**Extract:**

§

April 9, 2026

France Ends US Gold Custody With $15 Billion Trade

France Ends US Gold Custody With $15 Billion Trade

Banque de France (BdF) brought to a close one of the most sophisticated reserve-management operations undertaken by a major central bank in recent years. Over a six-month execution window from July 2025 to January 2026, the French central bank liquidated its remaining 129 tonnes of gold bullion held at the Federal Reserve Bank of New York. It replaced it with equivalent modern bullion acquired in Europe. The result was extraordinary: France kept its total gold reserves unchanged, consolidated all of them on domestic soil, and realized a capital gain of €12.8 billion, or roughly $15 billion.

§

**Given task A:** Output the passage of the gold custody article between "Banque de France" and "roughly $15 billion.", inclusive, with no changes.

**Rows from a dataset:**
§

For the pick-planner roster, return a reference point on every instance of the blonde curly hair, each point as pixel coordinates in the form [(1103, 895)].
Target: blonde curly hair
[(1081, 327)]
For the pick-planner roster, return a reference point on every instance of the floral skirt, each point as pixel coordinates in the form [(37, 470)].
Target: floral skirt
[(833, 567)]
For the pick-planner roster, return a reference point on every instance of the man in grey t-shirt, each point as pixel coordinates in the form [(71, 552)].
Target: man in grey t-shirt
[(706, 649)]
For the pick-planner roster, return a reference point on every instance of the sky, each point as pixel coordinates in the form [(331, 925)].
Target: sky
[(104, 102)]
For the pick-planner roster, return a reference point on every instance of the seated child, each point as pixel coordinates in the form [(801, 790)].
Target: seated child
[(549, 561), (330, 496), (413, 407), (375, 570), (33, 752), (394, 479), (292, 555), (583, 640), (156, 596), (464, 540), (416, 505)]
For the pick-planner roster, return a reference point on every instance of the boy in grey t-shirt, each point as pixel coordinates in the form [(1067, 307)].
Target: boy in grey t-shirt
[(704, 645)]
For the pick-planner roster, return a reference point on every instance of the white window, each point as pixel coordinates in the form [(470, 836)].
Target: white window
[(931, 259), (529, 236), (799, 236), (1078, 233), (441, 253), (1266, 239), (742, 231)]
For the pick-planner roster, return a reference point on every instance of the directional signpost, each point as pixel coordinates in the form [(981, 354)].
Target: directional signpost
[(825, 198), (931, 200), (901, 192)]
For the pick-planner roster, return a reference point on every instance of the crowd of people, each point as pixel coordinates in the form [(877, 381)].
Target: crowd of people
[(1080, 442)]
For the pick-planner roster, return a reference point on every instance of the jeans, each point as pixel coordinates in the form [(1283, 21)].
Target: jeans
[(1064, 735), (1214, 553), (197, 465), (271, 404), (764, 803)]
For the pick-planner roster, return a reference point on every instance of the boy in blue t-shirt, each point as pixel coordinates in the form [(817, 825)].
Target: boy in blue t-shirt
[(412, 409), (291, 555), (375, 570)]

§

**Given task B:** Extract each line of the entries that contains the string "jeans", matching case exactly.

**Full answer A:**
Banque de France (BdF) brought to a close one of the most sophisticated reserve-management operations undertaken by a major central bank in recent years. Over a six-month execution window from July 2025 to January 2026, the French central bank liquidated its remaining 129 tonnes of gold bullion held at the Federal Reserve Bank of New York. It replaced it with equivalent modern bullion acquired in Europe. The result was extraordinary: France kept its total gold reserves unchanged, consolidated all of them on domestic soil, and realized a capital gain of €12.8 billion, or roughly $15 billion.

**Full answer B:**
For the pick-planner roster, return a reference point on every instance of the jeans, each point as pixel coordinates in the form [(1283, 21)].
Target: jeans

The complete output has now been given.